* Work to complete *
1. Starting at the words "So in the previous" and stopping after "now does it?", rewrite the campusing post with "articles" in place of "posts".
2. Answer these questions from the campusing post.
(a) What phase is campusing, when appropriate, always part of?
(b) When bouldering and campusing happen in the same session, which comes first?
(c) What reason does the post give for putting bouldering first?
3. Continue the campusing post from its last sentence.

[[ Passage, beginning ]]

So in the previous posts of this series, (Missed 'em? Scroll down to the bottom of this post.) we learned why we should campus, the basics of how to do it, and when to use the plyometric approach to campusing. Still, that doesn't tell you much about how to actually implement it, now does it?
There are a few rules I follow, and questions I ask, when programming for campusing:
- Campusing, when appropriate, is always part of a power phase.
The campus board can be used for exercises during other phases, but campusing itself is a powerful activity by definition.
- If bouldering and campusing in the same session, boulder first.
Bouldering is much more demanding technically, so it should always come first in your workout. If you are doing other exercises, such as various powerful lifts, those should always be programmed after. These bouldering sessions are usually very short to save energy for campusing. If you are already very sound technically, and pulling strength and explosive power are your true limiters, then this rule may not completely apply to you... but that is a very small percentage of the climbers I've observed.

[[ Passage, end ]]
[[ Raw data, beginning ]]

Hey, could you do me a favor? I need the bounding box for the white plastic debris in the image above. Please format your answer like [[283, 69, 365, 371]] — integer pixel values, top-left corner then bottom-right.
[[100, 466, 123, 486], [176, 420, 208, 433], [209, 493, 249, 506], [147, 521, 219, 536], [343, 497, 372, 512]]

[[ Raw data, end ]]

* Task responses *
1.
So in the previous articles of this series, (Missed 'em? Scroll down to the bottom of this post.) we learned why we should campus, the basics of how to do it, and when to use the plyometric approach to campusing. Still, that doesn't tell you much about how to actually implement it, now does it?

2.
(a) A power phase.
(b) Bouldering.
(c) Bouldering is much more demanding technically.

3.
- Campusing may not be necessary.
I always first look to determine if the climber stands to gain more from improving their technical abilities, including in more powerful techniques. If so, then campusing won't be the best use of their time. I generally don't advocate campusing until an athlete is climbing mid-5.12 and V5/6, and has a good grasp on how to climb dynamically. Campusing will NOT help you learn to climb dynamically.
- More isn't better.
I generally ramp up the volume of campusing as the athlete improves, and then reduce it again as they transition to another phase. Beginners do less than intermediate climbers, who do less than advanced climbers, and so on. Also, more than twice a week, for more than 4 weeks, is going to be too much for most people, even elite climbers.
The following four images are screeenshots from the web version of the mobile app that I'll be integrating into our training platform later this summer. They are the campus portions of workouts for the people we train, from around beginner (climbing mid-5.12 and V5) to elite (approaching 5.14, V10, and beyond). Occasionally these will change slightly depending on the individual needs of the climber, but the basic template is there.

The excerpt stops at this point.